GOAL: Pull out every line in the entries below that contains the word "station", and copy each of those lines in full.

====================

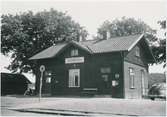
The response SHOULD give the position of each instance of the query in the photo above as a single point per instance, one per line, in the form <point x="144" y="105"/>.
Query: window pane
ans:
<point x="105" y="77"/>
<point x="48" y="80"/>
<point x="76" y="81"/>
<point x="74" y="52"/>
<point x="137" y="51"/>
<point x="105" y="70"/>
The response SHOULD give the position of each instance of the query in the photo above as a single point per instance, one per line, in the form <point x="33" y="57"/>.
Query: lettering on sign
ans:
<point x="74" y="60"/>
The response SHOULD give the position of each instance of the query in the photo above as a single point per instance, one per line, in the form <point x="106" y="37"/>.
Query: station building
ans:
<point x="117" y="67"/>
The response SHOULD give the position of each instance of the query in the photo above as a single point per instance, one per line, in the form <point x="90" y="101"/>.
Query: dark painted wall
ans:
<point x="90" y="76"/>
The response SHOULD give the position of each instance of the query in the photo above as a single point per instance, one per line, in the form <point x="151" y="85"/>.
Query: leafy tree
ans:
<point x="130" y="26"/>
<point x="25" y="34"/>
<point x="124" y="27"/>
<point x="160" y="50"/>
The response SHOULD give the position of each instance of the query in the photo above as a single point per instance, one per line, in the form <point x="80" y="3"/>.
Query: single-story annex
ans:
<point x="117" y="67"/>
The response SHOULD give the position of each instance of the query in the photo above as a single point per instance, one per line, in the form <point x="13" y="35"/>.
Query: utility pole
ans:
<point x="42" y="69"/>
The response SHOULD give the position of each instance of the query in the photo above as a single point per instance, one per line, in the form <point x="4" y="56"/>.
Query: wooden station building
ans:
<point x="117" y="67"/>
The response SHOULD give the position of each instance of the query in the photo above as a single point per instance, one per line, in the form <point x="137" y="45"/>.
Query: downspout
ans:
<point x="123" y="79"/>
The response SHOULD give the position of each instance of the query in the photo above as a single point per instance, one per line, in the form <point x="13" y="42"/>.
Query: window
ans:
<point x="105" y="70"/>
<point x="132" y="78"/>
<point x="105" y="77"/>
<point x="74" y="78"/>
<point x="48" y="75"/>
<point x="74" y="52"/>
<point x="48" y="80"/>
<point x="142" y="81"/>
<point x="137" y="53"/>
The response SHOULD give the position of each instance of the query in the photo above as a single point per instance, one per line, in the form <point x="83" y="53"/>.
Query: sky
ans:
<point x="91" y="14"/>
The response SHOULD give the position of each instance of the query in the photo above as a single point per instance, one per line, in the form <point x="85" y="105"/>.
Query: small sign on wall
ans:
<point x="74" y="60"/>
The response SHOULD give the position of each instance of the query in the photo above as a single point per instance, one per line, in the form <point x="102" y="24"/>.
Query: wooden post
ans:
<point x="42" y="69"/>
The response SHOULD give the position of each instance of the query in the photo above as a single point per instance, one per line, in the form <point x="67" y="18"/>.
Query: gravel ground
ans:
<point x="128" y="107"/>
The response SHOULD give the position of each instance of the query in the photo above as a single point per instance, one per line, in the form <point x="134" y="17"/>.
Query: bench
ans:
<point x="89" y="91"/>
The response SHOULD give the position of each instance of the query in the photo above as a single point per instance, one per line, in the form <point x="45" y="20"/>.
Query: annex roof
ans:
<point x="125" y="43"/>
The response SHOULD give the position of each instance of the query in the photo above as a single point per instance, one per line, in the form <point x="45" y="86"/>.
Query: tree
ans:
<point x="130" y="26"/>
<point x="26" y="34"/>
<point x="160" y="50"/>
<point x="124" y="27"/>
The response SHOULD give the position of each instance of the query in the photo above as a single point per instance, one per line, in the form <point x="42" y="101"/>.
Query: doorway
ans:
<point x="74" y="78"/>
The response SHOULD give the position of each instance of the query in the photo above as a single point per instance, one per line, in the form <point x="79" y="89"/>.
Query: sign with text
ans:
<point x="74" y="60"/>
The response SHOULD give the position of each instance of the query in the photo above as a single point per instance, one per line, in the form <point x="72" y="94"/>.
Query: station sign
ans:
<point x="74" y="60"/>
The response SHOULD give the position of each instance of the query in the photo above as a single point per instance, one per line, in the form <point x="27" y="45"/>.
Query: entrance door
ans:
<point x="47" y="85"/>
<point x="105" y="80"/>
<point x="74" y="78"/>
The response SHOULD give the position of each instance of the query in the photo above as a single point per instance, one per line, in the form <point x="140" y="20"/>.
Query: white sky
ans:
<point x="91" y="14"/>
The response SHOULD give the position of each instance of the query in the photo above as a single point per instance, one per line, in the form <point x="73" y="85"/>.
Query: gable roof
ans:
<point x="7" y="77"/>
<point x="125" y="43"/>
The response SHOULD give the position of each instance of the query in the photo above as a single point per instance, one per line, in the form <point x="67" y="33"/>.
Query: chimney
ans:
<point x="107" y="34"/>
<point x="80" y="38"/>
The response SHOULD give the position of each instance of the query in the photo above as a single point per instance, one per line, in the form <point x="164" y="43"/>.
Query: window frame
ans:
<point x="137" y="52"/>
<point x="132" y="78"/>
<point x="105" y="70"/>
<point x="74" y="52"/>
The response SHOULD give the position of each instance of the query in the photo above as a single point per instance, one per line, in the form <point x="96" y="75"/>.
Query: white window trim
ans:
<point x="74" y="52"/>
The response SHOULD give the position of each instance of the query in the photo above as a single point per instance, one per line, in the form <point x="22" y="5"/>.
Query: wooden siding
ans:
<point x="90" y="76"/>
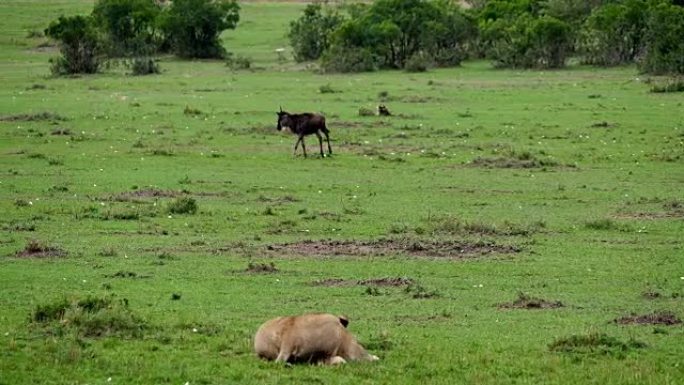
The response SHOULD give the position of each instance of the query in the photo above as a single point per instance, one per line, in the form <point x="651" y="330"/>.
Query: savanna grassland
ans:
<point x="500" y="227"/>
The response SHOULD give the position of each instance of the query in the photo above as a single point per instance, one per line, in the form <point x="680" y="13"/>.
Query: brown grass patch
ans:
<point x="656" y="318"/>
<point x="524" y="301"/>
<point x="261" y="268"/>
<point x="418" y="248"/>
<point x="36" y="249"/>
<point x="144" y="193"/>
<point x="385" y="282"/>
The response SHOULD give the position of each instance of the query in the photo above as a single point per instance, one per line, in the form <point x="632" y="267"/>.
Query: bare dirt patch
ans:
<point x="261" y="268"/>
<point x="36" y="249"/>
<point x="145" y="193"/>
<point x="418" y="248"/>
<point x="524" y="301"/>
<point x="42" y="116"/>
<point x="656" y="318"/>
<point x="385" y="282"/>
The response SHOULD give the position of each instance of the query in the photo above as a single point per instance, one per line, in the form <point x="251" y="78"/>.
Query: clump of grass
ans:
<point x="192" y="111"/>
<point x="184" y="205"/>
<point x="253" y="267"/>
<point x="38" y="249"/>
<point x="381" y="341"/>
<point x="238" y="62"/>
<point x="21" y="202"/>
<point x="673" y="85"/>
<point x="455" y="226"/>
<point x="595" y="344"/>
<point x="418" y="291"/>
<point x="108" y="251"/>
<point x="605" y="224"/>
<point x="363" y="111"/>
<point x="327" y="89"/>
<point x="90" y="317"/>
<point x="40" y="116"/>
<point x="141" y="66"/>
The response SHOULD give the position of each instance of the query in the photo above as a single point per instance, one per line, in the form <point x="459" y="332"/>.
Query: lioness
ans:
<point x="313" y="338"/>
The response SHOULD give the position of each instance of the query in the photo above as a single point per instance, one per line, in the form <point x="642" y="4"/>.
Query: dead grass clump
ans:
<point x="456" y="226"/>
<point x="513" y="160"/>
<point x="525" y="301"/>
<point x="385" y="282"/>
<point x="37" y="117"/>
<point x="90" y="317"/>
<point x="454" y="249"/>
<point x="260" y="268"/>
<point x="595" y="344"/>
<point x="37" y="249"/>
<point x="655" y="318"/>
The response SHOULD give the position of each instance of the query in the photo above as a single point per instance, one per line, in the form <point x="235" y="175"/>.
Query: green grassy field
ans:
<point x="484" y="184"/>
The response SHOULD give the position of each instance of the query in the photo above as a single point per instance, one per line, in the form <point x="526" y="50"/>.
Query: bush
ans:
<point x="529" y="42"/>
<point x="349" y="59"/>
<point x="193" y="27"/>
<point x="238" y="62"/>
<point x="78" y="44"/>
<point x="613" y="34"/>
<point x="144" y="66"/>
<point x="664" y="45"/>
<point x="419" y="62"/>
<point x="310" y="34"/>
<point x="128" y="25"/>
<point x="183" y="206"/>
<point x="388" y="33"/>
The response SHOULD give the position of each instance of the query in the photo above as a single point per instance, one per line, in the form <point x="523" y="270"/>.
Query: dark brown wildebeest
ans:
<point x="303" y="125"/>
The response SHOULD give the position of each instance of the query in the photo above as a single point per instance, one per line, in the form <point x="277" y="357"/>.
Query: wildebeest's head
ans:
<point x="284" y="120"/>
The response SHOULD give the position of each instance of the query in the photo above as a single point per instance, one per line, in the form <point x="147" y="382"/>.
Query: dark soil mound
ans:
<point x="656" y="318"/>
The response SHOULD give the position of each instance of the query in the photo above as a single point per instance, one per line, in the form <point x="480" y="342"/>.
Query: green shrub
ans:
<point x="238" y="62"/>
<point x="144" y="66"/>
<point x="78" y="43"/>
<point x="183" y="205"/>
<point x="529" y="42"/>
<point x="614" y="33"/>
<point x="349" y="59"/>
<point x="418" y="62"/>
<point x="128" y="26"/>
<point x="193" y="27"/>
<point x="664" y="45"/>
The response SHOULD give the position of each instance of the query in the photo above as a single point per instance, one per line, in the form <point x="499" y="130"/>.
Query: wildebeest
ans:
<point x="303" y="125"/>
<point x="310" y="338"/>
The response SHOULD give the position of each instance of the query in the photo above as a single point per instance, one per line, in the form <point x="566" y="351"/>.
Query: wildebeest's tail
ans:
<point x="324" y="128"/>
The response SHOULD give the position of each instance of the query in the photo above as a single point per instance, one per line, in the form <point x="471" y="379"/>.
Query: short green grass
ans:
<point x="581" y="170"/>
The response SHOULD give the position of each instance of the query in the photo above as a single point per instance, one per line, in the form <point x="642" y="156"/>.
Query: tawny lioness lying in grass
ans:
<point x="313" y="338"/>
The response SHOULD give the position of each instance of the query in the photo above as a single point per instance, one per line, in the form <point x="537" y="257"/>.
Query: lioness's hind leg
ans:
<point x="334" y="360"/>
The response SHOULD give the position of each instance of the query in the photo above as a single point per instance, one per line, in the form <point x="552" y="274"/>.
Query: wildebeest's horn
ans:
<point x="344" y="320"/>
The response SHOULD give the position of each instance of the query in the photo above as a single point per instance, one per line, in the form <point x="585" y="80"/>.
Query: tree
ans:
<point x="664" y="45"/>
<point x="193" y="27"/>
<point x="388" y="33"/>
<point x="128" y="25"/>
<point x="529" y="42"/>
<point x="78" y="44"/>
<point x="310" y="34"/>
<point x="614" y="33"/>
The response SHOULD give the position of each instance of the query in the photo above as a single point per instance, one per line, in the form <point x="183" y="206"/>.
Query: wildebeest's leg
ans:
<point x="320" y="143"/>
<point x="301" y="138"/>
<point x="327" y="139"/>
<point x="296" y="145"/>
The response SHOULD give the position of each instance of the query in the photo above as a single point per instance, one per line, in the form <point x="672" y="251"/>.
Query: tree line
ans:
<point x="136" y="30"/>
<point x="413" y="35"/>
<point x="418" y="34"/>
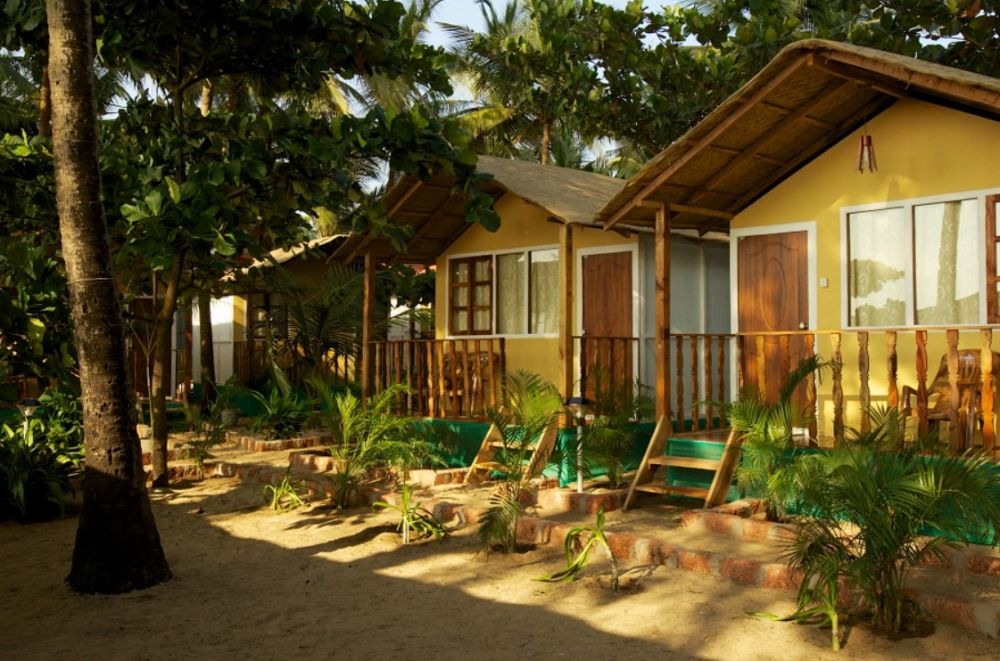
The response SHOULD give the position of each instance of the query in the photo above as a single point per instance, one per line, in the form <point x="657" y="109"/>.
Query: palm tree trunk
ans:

====================

IN RESPONSE:
Query: station building
Query: wooden station building
Query: station sign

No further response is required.